AIM OF THE TASK: Lay out every line of the records below as a Markdown table with the columns Row and Line, giving each row a number and skipping blank lines. Leave the pictures out of the answer.

THE INPUT:

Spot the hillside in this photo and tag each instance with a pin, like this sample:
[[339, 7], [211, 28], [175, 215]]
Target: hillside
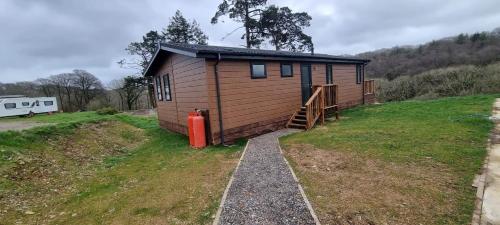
[[464, 49]]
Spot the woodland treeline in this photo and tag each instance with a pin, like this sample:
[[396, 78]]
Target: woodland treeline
[[80, 90], [477, 49]]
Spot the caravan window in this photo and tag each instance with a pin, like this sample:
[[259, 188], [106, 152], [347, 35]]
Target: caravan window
[[10, 105]]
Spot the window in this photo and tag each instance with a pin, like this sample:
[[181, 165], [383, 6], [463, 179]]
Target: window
[[286, 70], [159, 94], [258, 70], [10, 105], [329, 74], [359, 73], [166, 88]]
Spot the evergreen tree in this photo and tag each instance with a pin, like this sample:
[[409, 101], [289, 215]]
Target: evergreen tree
[[461, 39], [284, 28], [247, 12], [181, 31]]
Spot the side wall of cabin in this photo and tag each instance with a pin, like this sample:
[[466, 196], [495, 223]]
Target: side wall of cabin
[[254, 106], [188, 88]]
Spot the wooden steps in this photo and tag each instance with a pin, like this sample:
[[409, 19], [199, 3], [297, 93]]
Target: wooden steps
[[322, 101], [298, 120]]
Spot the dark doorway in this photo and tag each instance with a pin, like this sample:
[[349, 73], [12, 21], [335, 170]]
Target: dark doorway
[[305, 82]]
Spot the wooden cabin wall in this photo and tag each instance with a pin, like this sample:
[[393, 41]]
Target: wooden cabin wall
[[188, 86]]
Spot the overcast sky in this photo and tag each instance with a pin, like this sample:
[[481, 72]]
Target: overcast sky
[[44, 37]]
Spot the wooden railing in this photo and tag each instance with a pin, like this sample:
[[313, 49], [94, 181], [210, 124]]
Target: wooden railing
[[330, 95], [315, 108], [369, 87]]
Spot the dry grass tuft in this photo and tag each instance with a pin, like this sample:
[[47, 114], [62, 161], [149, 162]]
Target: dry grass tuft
[[349, 188]]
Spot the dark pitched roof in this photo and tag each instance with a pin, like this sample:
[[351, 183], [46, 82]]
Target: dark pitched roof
[[214, 52]]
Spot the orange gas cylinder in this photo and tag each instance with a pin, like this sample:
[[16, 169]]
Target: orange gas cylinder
[[191, 115], [199, 131]]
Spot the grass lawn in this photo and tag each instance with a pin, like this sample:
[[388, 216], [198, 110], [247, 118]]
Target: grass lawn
[[407, 162], [120, 169]]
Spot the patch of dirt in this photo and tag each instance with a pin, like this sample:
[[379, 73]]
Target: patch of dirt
[[347, 188], [43, 175], [19, 125]]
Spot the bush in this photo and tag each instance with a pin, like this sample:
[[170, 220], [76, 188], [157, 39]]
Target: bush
[[107, 111], [451, 81]]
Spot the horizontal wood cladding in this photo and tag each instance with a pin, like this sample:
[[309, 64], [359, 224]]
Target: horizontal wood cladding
[[248, 101], [350, 93], [188, 86], [251, 130], [370, 98], [175, 127]]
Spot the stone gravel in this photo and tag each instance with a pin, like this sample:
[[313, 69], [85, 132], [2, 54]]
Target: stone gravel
[[263, 190]]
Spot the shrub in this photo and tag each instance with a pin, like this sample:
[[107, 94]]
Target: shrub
[[451, 81], [107, 111]]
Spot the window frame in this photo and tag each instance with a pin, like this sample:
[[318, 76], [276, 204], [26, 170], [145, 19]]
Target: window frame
[[159, 92], [10, 103], [287, 64], [359, 73], [329, 74], [166, 86], [252, 72]]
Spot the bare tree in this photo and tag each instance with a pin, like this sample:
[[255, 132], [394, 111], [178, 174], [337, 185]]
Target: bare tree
[[87, 87], [129, 89]]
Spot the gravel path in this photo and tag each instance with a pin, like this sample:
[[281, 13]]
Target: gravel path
[[19, 125], [263, 189]]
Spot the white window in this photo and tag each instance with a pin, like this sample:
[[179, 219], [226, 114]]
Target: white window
[[166, 88], [159, 93], [286, 70], [9, 105], [359, 73]]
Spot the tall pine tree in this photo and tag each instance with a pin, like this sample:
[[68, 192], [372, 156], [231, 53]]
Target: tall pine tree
[[246, 12], [284, 28], [181, 31]]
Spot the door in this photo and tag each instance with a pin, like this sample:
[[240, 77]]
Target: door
[[305, 82]]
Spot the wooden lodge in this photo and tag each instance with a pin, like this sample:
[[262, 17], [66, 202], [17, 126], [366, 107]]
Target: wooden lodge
[[247, 92]]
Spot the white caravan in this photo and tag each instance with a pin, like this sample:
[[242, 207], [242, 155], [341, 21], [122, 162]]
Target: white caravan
[[18, 105]]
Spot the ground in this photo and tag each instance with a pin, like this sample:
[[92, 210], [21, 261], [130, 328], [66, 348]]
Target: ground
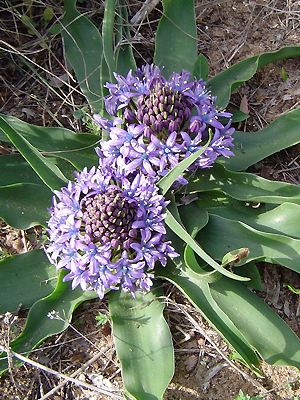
[[228, 31]]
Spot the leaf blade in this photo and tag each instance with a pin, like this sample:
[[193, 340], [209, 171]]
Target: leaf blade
[[46, 170], [147, 360], [29, 276], [177, 22], [24, 205]]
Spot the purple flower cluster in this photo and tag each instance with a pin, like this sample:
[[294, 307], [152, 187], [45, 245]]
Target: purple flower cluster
[[158, 122], [108, 231]]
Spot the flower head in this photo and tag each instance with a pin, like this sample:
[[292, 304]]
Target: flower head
[[157, 122], [108, 231]]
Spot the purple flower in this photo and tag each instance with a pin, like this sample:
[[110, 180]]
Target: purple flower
[[163, 122], [108, 231]]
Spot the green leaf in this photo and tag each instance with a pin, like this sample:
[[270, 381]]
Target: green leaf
[[143, 343], [261, 326], [196, 288], [46, 170], [51, 139], [194, 218], [250, 270], [28, 276], [39, 326], [124, 53], [84, 51], [107, 35], [234, 256], [176, 37], [179, 230], [252, 147], [201, 68], [24, 205], [167, 181], [17, 170], [282, 219], [242, 186], [222, 235], [78, 149], [223, 84]]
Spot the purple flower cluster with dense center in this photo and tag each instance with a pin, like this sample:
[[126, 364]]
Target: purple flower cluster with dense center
[[158, 122], [108, 231]]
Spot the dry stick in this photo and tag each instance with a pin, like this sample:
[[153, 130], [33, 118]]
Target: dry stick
[[73, 375], [207, 337], [146, 9], [62, 376]]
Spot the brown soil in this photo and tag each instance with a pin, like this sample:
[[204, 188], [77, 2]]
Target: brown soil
[[228, 31]]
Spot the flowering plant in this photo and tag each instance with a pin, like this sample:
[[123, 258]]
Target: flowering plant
[[163, 197]]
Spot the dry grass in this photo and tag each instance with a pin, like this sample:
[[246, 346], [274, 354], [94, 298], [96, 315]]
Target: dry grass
[[36, 86]]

EXERCISE RESULT:
| Row | Line |
|---|---|
| 1 | Spot the hillside in this photo and tag each instance with a pin, like this sample: |
| 2 | [[339, 7], [211, 28], [175, 215]] |
| 3 | Target: hillside |
| 4 | [[464, 49]] |
| 5 | Spot the woodland treeline in this photo and tag each instance with a pin, like this sample: |
| 6 | [[396, 78]] |
| 7 | Target: woodland treeline |
| 8 | [[80, 90], [477, 49]] |
| 9 | Spot the caravan window in this photo and tag each instance with a pin, like this sample: |
| 10 | [[259, 188], [106, 152], [347, 35]] |
| 11 | Target: caravan window |
| 12 | [[10, 105]] |
| 13 | Spot the window in this photo and tag each instance with a pin, like this sample: |
| 14 | [[181, 165], [383, 6], [463, 179]] |
| 15 | Target: window |
| 16 | [[286, 70], [159, 94], [258, 70], [10, 105], [329, 74], [359, 73], [166, 88]] |
| 17 | Spot the evergreen tree in this photo and tag each instance with a pin, like this sample: |
| 18 | [[409, 101], [289, 215]] |
| 19 | Target: evergreen tree |
| 20 | [[461, 39], [284, 28], [247, 12], [181, 31]] |
| 21 | Spot the side wall of cabin in this photo and tag each instance with a pin, like this sample: |
| 22 | [[466, 196], [495, 223]] |
| 23 | Target: side wall of cabin |
| 24 | [[254, 106], [188, 88]] |
| 25 | Spot the wooden steps in this photo and tag each instance with a pin, like this sample: |
| 26 | [[409, 19], [199, 3], [297, 93]] |
| 27 | Target: wooden steps |
| 28 | [[322, 101], [298, 120]] |
| 29 | Spot the dark doorway in this photo and tag each instance with a pin, like this sample: |
| 30 | [[349, 73], [12, 21], [335, 170]] |
| 31 | Target: dark doorway |
| 32 | [[305, 82]] |
| 33 | Spot the wooden cabin wall in this photo and tag each instance with a pin, like this sample: |
| 34 | [[393, 41]] |
| 35 | Target: wooden cabin wall |
| 36 | [[188, 86]] |
| 37 | Spot the overcast sky in this photo and tag each instance with a pin, like this sample: |
| 38 | [[481, 72]] |
| 39 | Target: overcast sky |
| 40 | [[44, 37]] |
| 41 | Spot the wooden railing in this photo and tag each instance with a pin, like this sample: |
| 42 | [[313, 49], [94, 181], [210, 124]] |
| 43 | Target: wooden railing |
| 44 | [[330, 95], [315, 108], [369, 87]] |
| 45 | Spot the dry grass tuft in this photo and tag each instance with a pin, like this sample: |
| 46 | [[47, 114], [62, 161], [149, 162]] |
| 47 | Target: dry grass tuft |
| 48 | [[349, 188]] |
| 49 | Spot the dark pitched roof in this photo and tag each instance with a pin, like this sample: |
| 50 | [[351, 183], [46, 82]] |
| 51 | Target: dark pitched roof |
| 52 | [[214, 52]] |
| 53 | Spot the orange gas cylinder in this photo and tag each instance with a pin, like this sample: |
| 54 | [[16, 169]] |
| 55 | Target: orange gas cylinder |
| 56 | [[191, 115], [199, 131]] |
| 57 | Spot the grass lawn in this photo and tag each instance with a pin, like this sample: |
| 58 | [[388, 216], [198, 110], [247, 118]] |
| 59 | Target: grass lawn |
| 60 | [[407, 162], [120, 169]] |
| 61 | Spot the patch of dirt in this photo and tag each instance with a pin, like this sample: |
| 62 | [[379, 73]] |
| 63 | Target: patch of dirt |
| 64 | [[347, 188], [43, 175], [19, 125]] |
| 65 | Spot the bush in this photo and tag each instance with a pin, like this sample: |
| 66 | [[170, 220], [76, 188], [157, 39]] |
| 67 | Target: bush |
| 68 | [[107, 111], [451, 81]] |
| 69 | Spot the horizontal wood cladding in this photo and tag each instance with a pin, like this sample: |
| 70 | [[309, 64], [359, 224]] |
| 71 | Target: horizontal wood cladding |
| 72 | [[248, 101], [350, 93], [188, 86], [251, 130], [370, 98], [175, 127]] |
| 73 | Spot the stone gravel in this photo and tag each instance with a pin, like this sample: |
| 74 | [[313, 69], [85, 132], [2, 54]] |
| 75 | Target: stone gravel |
| 76 | [[263, 190]] |
| 77 | Spot the shrub in this photo and tag each instance with a pin, like this sample: |
| 78 | [[107, 94]] |
| 79 | Target: shrub |
| 80 | [[451, 81], [107, 111]] |
| 81 | Spot the window frame in this photo and tag each instance with a pin, like this sample: |
| 82 | [[318, 76], [276, 204], [26, 170], [145, 19]] |
| 83 | Target: window frame |
| 84 | [[159, 92], [10, 103], [287, 64], [359, 73], [329, 74], [166, 86], [252, 72]] |
| 85 | Spot the bare tree in this photo and tag each instance with a pin, like this sample: |
| 86 | [[255, 132], [394, 111], [178, 174], [337, 185]] |
| 87 | Target: bare tree |
| 88 | [[87, 87], [129, 89]] |
| 89 | Spot the gravel path in this photo and tag each instance with a pin, like this sample: |
| 90 | [[281, 13]] |
| 91 | Target: gravel path |
| 92 | [[19, 125], [263, 189]] |
| 93 | Spot the white window in this photo and tag each instance with a pin, like this sample: |
| 94 | [[179, 219], [226, 114]] |
| 95 | Target: white window |
| 96 | [[166, 88], [159, 93], [286, 70], [9, 105], [359, 73]] |
| 97 | Spot the tall pine tree in this photo and tag each instance with a pin, like this sample: |
| 98 | [[68, 192], [372, 156], [231, 53]] |
| 99 | Target: tall pine tree |
| 100 | [[246, 12], [284, 28], [181, 31]] |
| 101 | Spot the door in this photo and tag each instance with a pin, like this sample: |
| 102 | [[240, 77]] |
| 103 | Target: door |
| 104 | [[305, 82]] |
| 105 | Spot the wooden lodge in this photo and tag each instance with a pin, like this sample: |
| 106 | [[262, 17], [66, 202], [17, 126], [366, 107]] |
| 107 | Target: wooden lodge |
| 108 | [[247, 92]] |
| 109 | Spot the white caravan in this photo and tag each instance with a pin, like this sample: |
| 110 | [[242, 207], [242, 155], [341, 21], [122, 162]] |
| 111 | Target: white caravan |
| 112 | [[18, 105]] |
| 113 | Spot the ground in this photo and tag each instance with a pin, like this sample: |
| 114 | [[92, 210], [21, 261], [130, 328], [66, 348]] |
| 115 | Target: ground |
| 116 | [[228, 31]] |
| 117 | Spot the leaf blade in this photo and tag each instance with a pin, like this sample: |
| 118 | [[193, 340], [209, 171]] |
| 119 | Target: leaf blade |
| 120 | [[46, 170], [147, 360], [29, 276], [177, 22], [24, 205]] |
| 121 | Spot the purple flower cluster in this photo and tag each instance with a pin, like this sample: |
| 122 | [[294, 307], [152, 187], [45, 245]] |
| 123 | Target: purple flower cluster |
| 124 | [[158, 122], [108, 231]] |
| 125 | Spot the flower head in this photo and tag each instance with a pin, like this sample: |
| 126 | [[292, 304]] |
| 127 | Target: flower head |
| 128 | [[157, 122], [108, 231]] |
| 129 | Spot the purple flower in this photo and tag each instance with a pin, like this sample: |
| 130 | [[110, 180]] |
| 131 | Target: purple flower |
| 132 | [[163, 122], [108, 231]] |
| 133 | Spot the green leaf in this photo and tag each instance with a pin, like this sample: |
| 134 | [[270, 381]] |
| 135 | Target: green leaf |
| 136 | [[143, 343], [261, 326], [196, 288], [46, 170], [51, 139], [194, 218], [250, 270], [28, 276], [39, 326], [124, 53], [84, 51], [107, 35], [234, 256], [176, 37], [179, 230], [252, 147], [201, 68], [24, 205], [167, 181], [17, 170], [282, 219], [242, 186], [222, 235], [78, 149], [223, 84]] |
| 137 | Spot the purple flower cluster with dense center in this photo and tag each instance with a pin, like this sample: |
| 138 | [[126, 364]] |
| 139 | Target: purple flower cluster with dense center |
| 140 | [[158, 122], [108, 231]] |
| 141 | Spot the dry stick in this photo and tag each instance with a pin, like this sample: |
| 142 | [[153, 130], [33, 118]] |
| 143 | Target: dry stick |
| 144 | [[73, 375], [207, 337], [146, 9], [62, 376]] |
| 145 | Spot the brown soil in this photo and tag each instance with a pin, like this sample: |
| 146 | [[204, 188], [77, 2]] |
| 147 | Target: brown soil |
| 148 | [[228, 31]] |
| 149 | Spot the flowering plant in this photo and tag each instance with a pin, like this sample: |
| 150 | [[123, 258]] |
| 151 | Target: flowering plant |
| 152 | [[163, 197]] |
| 153 | Spot the dry grass in this photo and tag each instance with a pin, like this sample: |
| 154 | [[246, 346], [274, 354], [94, 298], [96, 315]] |
| 155 | Target: dry grass |
| 156 | [[36, 86]] |